### PROBLEM REQUIREMENTS
Copy the lines between the one holding "User intent: interact with the window ledge." and the one holding "xmin=1046 ymin=22 xmax=1107 ymax=37", inclusive, renaming "window ledge" to "windowsill" and leaving all else unchanged.

### ENTRIES SHOWN

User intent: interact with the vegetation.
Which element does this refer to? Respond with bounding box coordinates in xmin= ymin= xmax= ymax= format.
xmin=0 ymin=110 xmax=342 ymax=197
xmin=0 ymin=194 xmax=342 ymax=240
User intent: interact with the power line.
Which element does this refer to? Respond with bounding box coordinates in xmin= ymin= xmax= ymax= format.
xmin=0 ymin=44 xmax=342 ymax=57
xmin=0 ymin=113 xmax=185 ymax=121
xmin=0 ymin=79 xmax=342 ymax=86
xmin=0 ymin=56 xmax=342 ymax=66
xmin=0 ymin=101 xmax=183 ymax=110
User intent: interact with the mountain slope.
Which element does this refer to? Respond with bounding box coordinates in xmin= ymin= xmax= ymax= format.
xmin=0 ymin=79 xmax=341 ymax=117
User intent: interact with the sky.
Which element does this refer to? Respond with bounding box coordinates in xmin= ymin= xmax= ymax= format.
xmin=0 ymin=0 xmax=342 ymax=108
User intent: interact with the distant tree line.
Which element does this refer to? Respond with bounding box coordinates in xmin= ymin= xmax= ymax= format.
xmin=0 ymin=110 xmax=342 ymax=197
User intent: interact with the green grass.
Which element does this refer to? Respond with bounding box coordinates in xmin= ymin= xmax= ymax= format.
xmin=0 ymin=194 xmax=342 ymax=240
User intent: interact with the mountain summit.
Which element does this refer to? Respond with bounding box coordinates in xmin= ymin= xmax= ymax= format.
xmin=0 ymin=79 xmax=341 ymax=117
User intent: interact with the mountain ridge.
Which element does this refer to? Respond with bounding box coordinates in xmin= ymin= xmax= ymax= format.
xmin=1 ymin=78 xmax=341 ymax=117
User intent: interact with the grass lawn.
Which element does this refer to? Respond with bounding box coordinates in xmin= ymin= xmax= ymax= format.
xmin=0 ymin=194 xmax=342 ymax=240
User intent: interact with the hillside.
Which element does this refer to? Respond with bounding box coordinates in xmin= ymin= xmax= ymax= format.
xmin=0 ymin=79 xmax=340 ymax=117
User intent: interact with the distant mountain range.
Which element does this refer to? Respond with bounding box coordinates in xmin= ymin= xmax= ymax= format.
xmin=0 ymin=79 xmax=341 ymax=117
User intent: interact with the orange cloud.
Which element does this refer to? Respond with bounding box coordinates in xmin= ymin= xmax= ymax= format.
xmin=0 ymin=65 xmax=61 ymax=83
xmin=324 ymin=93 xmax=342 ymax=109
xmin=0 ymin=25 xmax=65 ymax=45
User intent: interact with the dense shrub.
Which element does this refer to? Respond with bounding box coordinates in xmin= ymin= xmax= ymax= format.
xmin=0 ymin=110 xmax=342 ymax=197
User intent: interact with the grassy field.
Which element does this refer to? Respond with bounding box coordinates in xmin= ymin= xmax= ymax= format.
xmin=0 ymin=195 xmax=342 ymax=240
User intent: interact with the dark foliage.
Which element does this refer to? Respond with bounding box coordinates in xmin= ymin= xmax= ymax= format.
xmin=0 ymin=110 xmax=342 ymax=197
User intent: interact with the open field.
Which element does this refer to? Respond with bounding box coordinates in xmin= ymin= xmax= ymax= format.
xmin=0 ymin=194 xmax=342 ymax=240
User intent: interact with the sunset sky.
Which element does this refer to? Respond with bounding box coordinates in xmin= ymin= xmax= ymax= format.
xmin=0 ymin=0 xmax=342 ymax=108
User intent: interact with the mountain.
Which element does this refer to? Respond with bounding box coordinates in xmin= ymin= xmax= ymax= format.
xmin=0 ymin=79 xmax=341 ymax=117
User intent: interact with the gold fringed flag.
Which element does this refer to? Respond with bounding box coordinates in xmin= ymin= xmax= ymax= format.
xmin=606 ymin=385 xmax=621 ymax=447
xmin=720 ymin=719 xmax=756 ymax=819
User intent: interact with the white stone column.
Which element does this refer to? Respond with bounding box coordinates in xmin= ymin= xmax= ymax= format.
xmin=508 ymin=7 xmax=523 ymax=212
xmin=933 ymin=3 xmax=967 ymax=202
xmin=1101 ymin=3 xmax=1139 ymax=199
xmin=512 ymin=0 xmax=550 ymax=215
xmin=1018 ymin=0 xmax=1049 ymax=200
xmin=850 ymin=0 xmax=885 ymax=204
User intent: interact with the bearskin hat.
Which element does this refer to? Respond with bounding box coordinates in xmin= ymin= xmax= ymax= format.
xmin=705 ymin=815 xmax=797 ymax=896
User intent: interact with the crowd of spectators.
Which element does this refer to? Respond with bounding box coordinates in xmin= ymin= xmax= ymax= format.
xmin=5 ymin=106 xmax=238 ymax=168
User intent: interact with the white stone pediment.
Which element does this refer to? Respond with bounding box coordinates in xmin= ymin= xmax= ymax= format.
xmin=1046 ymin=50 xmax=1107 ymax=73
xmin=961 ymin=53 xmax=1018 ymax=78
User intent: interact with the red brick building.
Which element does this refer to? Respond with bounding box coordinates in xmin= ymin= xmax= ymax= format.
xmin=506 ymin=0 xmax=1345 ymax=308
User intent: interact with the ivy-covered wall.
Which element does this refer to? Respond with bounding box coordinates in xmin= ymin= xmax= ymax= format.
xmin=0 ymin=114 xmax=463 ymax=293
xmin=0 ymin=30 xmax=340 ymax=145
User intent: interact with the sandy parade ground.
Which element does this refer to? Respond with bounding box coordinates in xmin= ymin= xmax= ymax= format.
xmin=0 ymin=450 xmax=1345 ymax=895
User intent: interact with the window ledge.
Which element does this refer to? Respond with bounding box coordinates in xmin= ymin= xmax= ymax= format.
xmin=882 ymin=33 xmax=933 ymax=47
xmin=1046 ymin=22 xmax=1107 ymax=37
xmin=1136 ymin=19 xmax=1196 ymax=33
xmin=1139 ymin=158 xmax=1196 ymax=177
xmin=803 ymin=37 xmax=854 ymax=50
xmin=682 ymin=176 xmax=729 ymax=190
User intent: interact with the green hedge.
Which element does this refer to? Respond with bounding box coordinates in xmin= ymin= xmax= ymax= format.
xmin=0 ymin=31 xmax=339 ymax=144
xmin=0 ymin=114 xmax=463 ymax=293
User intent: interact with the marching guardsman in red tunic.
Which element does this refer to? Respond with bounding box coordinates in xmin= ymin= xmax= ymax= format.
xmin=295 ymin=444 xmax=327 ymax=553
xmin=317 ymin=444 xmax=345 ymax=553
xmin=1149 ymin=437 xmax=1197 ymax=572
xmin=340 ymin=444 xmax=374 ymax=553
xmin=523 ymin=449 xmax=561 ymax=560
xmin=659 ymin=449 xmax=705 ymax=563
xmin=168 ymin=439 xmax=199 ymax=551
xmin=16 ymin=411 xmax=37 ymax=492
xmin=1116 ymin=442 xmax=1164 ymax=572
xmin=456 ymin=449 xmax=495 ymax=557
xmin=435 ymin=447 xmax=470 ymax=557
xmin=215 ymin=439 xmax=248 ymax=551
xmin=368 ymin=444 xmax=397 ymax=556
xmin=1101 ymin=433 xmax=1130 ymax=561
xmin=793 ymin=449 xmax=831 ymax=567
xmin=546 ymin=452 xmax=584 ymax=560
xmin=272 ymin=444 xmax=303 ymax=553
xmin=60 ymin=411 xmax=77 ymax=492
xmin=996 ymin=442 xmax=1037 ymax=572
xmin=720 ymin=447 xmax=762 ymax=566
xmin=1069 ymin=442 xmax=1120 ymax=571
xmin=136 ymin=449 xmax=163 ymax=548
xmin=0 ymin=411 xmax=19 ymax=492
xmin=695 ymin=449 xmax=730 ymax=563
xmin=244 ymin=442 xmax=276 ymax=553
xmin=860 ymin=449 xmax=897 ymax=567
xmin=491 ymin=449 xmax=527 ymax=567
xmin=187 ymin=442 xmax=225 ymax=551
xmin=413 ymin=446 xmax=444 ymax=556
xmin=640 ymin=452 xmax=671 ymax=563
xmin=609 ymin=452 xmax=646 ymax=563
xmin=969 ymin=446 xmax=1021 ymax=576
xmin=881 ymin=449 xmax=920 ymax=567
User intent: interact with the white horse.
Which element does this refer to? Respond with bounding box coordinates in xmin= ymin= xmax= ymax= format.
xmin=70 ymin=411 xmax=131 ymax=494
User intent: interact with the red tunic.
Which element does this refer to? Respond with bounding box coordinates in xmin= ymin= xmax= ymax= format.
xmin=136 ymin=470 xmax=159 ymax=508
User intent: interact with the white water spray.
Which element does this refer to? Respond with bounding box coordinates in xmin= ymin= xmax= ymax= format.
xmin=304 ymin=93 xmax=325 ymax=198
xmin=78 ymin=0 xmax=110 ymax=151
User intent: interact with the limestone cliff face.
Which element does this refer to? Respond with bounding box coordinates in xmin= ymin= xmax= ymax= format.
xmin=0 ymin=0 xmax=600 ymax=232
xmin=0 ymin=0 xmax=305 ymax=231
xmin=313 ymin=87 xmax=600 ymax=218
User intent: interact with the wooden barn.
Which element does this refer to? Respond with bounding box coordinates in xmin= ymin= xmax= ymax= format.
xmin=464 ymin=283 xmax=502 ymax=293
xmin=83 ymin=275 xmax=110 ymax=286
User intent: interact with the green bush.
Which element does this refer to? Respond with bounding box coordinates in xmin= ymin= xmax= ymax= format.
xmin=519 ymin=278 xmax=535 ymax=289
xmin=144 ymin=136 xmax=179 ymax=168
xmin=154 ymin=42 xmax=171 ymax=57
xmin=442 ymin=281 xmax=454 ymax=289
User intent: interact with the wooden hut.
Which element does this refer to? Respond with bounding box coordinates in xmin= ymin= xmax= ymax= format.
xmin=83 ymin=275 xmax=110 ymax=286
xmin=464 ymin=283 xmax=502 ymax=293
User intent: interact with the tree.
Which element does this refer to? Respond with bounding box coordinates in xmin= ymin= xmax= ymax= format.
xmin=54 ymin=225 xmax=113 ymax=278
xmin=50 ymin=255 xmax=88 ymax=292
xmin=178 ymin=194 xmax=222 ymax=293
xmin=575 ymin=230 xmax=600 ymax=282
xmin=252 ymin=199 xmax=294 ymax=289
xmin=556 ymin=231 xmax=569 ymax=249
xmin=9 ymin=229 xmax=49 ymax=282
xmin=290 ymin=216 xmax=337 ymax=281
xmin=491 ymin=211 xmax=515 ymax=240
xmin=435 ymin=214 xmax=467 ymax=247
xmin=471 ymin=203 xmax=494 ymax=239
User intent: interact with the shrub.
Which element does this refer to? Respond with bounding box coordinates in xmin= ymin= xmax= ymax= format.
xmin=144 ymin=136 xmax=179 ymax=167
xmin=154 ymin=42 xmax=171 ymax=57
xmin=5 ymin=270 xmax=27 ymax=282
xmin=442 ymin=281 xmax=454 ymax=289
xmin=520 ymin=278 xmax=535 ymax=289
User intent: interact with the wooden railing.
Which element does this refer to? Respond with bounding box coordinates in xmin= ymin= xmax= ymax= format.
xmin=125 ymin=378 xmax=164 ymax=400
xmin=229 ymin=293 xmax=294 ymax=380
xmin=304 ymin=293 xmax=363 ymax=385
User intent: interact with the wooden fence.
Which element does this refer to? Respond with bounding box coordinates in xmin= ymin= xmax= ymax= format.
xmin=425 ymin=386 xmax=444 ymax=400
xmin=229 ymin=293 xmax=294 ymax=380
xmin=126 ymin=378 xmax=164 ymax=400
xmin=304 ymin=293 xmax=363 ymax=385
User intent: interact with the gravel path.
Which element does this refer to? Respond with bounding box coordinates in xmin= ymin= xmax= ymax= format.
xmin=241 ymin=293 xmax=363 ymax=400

### ANSWER
User intent: interact with the windowsill.
Which element does this refer to? Respond with bounding box coordinates in xmin= ymin= xmax= ymax= format.
xmin=882 ymin=33 xmax=933 ymax=47
xmin=1046 ymin=22 xmax=1107 ymax=37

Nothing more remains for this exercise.